Textausschnitt.
__________________________________________________
Freitag, 7. Juli 2017

French Montana Featuring Swae Lee: Unforgettable



Es gibt Riesenungerechtigkeiten auf dieser Welt und vor allem zwischen den Kontinenten. Das ist ein Allgemeinplatz, der nicht nur während eines G20-Gipfels präsent ist. Trotzdem wird dieser Fakt in der westlichen Welt ganz gern ignoriert. Es lässt sich einfacher über das eigene kleine Unwohlsein jammern als zu bemerken: Wir leben in purem Luxus.

Ein paar Künstler und Künstlerinnen haben trotz aller Lust auf ein schönes Leben, Unterhaltung und Ablenkung nicht vergessen, dass es eben nicht überall nur lustig ist. Häufig haben diese Menschen das richtige Scheiß-Leben selbst mitgemacht. French Montana zum Beispiel. Seine Biographie liest sich vor allem in den Kinder- und Jugendjahren reichlich katastrophal. Kaputte Träume, minimale Chancen, Gewalt in seinem Umfeld ... gute Voraussetzungen für eine kriminelle Laufbahn. Die er aber nicht einschlug.

Dazu gehört eine Menge Rückgrat, zumal gerade im Rap und HipHop-Business neben ausgestelltem Blingbling gern auch eine gehörige Portion Gangstertum zum guten Ton gehört: Wer kein Rüpel ist, ist kein guter Rapper.

Ohne sich zum Engel hochzuschwingen macht French Montana also sein Ding. Gründet sein eigenes Label, arbeitet mit allen möglichen Größen des HipHop zusammen und erlangt nach und nach Erfolg und Bekanntheit. Mit 32 schaut er zurück, erinnert sich an den Mist, den er und seine Familie erlebt haben und nimmt Unforgettable auf.

Ja, der Song dient einem guten Zweck. 100.000 $ wurden an das Ugandas Mamas Hope gespendet. Und trotzdem ist er kein weinerlich-pathetisches Ding, sondern ein cooler Hit mit einem positiven Video. Wir sehen zwar den Dreck und die Armut in Kampala, aber vor allem sehen wir die Kids, die Spaß an der Musik haben und auch ohne Goldketten und dicke Autos ganz gut aussehen. Und trotzdem gelingt es dem Video, nicht zum Sozialkitsch zu werden. Die gute Laune ist zwar echt, der Blick in den Gewehrlauf aber nur drei Sekunden entfernt.
__________________________________________________
Datenauszüge.
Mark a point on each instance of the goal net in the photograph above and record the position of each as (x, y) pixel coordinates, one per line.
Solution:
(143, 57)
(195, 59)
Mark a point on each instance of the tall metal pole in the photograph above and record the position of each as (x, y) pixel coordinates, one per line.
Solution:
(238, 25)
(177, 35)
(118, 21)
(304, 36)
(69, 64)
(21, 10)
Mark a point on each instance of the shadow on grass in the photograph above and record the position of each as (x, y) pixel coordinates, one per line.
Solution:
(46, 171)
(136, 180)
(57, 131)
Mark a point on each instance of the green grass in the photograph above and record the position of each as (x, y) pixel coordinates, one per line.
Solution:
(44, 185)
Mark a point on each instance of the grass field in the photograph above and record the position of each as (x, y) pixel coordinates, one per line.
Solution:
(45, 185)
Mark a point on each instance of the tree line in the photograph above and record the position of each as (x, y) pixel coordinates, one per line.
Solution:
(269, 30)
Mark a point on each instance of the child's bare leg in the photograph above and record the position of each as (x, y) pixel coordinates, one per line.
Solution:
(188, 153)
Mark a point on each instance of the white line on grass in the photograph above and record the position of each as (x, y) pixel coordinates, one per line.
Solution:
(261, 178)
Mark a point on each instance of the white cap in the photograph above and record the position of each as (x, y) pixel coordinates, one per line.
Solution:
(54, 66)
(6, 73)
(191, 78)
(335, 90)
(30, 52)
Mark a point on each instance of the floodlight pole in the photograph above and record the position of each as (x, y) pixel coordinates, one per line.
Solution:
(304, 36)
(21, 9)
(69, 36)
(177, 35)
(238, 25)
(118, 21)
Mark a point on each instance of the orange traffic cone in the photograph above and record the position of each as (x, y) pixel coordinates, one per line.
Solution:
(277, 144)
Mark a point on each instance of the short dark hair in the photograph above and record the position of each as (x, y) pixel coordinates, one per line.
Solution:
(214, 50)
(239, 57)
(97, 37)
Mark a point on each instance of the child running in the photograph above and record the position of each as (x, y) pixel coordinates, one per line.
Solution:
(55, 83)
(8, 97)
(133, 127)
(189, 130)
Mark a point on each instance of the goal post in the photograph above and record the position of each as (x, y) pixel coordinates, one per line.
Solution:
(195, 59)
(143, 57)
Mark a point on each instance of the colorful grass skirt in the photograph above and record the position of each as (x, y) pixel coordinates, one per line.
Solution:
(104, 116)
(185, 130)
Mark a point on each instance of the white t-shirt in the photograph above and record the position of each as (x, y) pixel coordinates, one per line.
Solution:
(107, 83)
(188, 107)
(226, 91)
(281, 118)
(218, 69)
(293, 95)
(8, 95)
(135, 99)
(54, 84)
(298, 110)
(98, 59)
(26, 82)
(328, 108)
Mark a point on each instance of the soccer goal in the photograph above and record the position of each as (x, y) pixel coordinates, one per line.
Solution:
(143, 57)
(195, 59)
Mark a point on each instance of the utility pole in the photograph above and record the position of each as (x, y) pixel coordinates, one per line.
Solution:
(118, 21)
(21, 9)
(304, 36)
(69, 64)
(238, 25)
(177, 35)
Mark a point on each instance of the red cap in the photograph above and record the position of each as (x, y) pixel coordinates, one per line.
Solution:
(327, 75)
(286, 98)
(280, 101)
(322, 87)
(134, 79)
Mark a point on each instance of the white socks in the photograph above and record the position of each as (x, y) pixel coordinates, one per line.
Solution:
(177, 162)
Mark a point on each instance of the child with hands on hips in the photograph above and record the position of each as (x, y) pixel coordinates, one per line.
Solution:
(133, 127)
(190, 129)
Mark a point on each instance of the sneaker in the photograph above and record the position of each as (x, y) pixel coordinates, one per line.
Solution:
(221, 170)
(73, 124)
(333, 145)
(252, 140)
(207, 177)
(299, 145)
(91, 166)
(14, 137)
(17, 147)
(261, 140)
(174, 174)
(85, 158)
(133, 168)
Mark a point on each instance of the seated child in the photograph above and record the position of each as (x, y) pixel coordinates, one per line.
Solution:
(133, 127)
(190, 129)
__________________________________________________
Aufgaben.
A) Gib aus dem Text über French Montana den Abschnitt wortgetreu aus, der mit den Worten beginnt, die „Ein paar Künstler“ enthalten, und mit „kein guter Rapper.“ schließt.
B) Stimmen diese Aussagen mit dem Text über French Montana überein? (i) French Montana gründete ein eigenes Label. (ii) Im Video sind Dreck und Armut in Kampala zu sehen. (iii) French Montana schlug eine kriminelle Laufbahn ein. Beantworte jede mit Ja oder Nein und zitiere die entscheidenden Worte des Textes wörtlich.
C) Wie könnte der Text über French Montanas Song Unforgettable nach seinem letzten Satz weitergehen? Führe ihn fort.
Die Auflistung hat mit dem Textausschnitt nichts zu tun.

Antworten der Reihe.
A)
Ein paar Künstler und Künstlerinnen haben trotz aller Lust auf ein schönes Leben, Unterhaltung und Ablenkung nicht vergessen, dass es eben nicht überall nur lustig ist. Häufig haben diese Menschen das richtige Scheiß-Leben selbst mitgemacht. French Montana zum Beispiel. Seine Biographie liest sich vor allem in den Kinder- und Jugendjahren reichlich katastrophal. Kaputte Träume, minimale Chancen, Gewalt in seinem Umfeld ... gute Voraussetzungen für eine kriminelle Laufbahn. Die er aber nicht einschlug.

Dazu gehört eine Menge Rückgrat, zumal gerade im Rap und HipHop-Business neben ausgestelltem Blingbling gern auch eine gehörige Portion Gangstertum zum guten Ton gehört: Wer kein Rüpel ist, ist kein guter Rapper.

B)
(i) Ja: „Gründet sein eigenes Label“
(ii) Ja: „Wir sehen zwar den Dreck und die Armut in Kampala“
(iii) Nein: „Die er aber nicht einschlug.“

C)
Die ungefilterte Realität lässt den ganzen inszenierten Gangsterkram, der gerade besonders beliebt bei deutschen Rappern ist, ordentlich albern aussehen. Das Leben hier ist mal krass, nicht euer scheiß Drogendealerleben. Einer der wenigen, der das begriffen hat, ist vielleicht Marteria. Nicht umsonst ist der nicht nur aktuell in Südafrika unterwegs sondern war schon vor vier Jahren auf Musikersuche in Uganda.

Wahrscheinlich ist es genau dieser Gegensatz zum testosterongetränkten deutschen HipHop, der mir an Unforgettable so gut gefällt. Und einigen anderen offenbar auch. Die Beats sind nicht fitnessstudioaufgepumpt, sondern liegen einfach auf der Tonspur, treiben uns voran ohne Bombastdonner und machen Spaß. Ich muss mich auf der Tanzfläche nicht als der ultracoole Macker beweisen, ich kann einfach mitmachen, auch mal einen Schritt daneben machen und trotzdem gehöre ich zur Crowd.

Ähnlich die Lyrics, die von Begehren und Lust erzählen, auf das ständige Bitch-Gesülz aber verzichten. Eine Angebetete kriege ich eben eher mit Komplimenten an meine Seite als mit dummen Sprüchen. Und ich schätze, dass der Sex zu Unforgettable 1000x befriedigender ist als zu einem Karnickel-Rammelbeat. Sorry, auch wenn ich NIMO oder Mert vielleicht sogar lustig finde, mit wirklichem Leben hat deren Inszenierung nichts zu tun. Nach einem ganzen Tag im virtuellen Raum hab ich zu Hause dann eher keinen Bock mehr auf noch mehr Breitleinwandfantasien.

Ich find, ein bisschen mehr Entspanntheit in der Art von Unforgettable täte unserer Welt tatsächlich gut. One Dance ist ja mittlerweile auch schon mehr als ein Jahr her.